[Records from a collection]
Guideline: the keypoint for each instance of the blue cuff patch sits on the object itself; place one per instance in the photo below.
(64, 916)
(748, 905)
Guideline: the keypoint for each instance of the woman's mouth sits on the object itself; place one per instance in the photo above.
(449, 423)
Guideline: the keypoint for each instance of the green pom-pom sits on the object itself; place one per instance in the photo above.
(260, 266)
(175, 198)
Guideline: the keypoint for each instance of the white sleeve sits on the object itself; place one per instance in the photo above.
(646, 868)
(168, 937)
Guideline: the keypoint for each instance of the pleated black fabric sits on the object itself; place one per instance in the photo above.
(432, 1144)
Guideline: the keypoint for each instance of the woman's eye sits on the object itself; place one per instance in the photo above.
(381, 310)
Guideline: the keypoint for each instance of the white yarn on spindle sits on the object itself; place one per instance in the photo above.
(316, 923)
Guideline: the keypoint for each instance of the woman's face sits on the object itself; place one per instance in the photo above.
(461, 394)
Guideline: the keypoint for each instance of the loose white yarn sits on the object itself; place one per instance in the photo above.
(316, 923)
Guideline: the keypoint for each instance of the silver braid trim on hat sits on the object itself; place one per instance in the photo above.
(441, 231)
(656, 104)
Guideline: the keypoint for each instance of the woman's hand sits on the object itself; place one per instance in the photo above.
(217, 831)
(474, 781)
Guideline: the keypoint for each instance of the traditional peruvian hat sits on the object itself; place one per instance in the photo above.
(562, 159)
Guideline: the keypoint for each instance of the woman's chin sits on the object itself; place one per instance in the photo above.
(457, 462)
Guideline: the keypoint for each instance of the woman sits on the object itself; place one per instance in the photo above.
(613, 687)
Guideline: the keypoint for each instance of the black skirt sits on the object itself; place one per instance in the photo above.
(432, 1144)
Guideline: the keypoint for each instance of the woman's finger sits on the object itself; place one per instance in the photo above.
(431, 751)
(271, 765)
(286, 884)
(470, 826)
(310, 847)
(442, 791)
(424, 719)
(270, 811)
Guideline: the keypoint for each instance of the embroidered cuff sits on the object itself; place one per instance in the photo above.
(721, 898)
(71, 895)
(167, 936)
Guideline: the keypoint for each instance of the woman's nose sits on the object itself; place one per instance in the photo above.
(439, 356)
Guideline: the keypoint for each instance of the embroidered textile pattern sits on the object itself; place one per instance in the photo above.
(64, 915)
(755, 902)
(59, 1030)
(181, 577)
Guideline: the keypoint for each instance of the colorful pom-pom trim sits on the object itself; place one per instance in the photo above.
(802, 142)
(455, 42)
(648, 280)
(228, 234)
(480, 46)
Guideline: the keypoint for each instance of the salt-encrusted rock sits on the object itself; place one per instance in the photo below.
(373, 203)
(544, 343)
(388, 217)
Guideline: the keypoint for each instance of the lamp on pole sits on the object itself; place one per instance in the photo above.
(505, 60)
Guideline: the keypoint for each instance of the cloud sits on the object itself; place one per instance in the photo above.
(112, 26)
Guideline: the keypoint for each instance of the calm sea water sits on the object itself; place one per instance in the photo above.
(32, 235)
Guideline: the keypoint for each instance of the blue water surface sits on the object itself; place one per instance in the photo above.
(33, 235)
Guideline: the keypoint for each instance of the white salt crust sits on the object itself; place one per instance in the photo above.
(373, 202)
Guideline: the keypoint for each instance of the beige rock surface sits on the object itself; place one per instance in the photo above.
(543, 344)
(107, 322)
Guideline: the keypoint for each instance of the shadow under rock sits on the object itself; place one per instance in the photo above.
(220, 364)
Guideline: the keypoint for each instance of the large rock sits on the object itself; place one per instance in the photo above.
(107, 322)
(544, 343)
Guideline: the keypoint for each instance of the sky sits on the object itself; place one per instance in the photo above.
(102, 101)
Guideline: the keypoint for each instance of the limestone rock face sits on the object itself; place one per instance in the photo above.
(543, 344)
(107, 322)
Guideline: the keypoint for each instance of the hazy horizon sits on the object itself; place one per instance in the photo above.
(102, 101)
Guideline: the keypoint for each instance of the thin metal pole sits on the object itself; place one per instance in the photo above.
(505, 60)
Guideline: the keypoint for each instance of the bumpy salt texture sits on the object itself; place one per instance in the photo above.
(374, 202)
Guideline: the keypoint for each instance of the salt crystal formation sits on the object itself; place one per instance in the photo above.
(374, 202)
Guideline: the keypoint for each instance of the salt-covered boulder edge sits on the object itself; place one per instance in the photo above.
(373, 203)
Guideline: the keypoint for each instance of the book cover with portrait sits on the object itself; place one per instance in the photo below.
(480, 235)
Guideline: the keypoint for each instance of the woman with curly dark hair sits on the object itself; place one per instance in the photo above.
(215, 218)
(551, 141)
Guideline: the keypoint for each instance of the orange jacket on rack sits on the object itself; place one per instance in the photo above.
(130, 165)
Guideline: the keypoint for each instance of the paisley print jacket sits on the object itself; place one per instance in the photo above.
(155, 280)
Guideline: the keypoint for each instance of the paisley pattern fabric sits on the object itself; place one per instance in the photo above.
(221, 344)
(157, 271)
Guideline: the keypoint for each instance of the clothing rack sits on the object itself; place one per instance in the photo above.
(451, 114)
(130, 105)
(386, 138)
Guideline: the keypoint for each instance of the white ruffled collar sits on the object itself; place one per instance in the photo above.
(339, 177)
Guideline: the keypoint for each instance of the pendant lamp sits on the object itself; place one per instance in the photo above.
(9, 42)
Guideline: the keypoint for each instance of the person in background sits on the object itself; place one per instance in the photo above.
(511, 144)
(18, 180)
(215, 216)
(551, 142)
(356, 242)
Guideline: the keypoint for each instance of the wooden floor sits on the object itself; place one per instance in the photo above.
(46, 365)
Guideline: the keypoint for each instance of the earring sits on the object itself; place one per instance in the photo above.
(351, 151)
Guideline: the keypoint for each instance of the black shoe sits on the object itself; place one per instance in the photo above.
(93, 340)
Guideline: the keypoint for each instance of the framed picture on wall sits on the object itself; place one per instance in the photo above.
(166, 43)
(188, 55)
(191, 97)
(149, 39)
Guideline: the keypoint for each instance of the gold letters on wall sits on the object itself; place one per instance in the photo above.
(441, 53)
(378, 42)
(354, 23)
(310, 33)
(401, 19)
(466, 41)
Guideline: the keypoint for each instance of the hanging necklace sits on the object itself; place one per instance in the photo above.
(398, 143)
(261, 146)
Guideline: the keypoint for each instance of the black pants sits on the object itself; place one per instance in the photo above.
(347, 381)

= What you need to do =
Beginning with the line that contains "Guideline: the keypoint for each instance of the black shoe", quote each line exactly through the last line of the entries above, and nothing beyond them.

= Written response =
Guideline: the keypoint for each instance of the black shoe sits on the object itself; place one per instance in the photo above.
(93, 340)
Guideline: the keypoint for each instance of the framed picture on wall sits on the object itself; place one per instance in the photo above.
(166, 43)
(188, 55)
(191, 97)
(149, 39)
Guideline: the keypoint for each instance of the gold letters on wall sits on the object itself; place one per instance in the photo above.
(441, 53)
(378, 42)
(354, 23)
(310, 33)
(401, 19)
(466, 41)
Guideline: the keypoint for each instance of the hanging necklace sits on the object itself; place one per instance in the photo above.
(398, 143)
(261, 146)
Guideline: the keypoint for each instance of the black pants sits on the object itself; place one per instance in the photo above.
(347, 381)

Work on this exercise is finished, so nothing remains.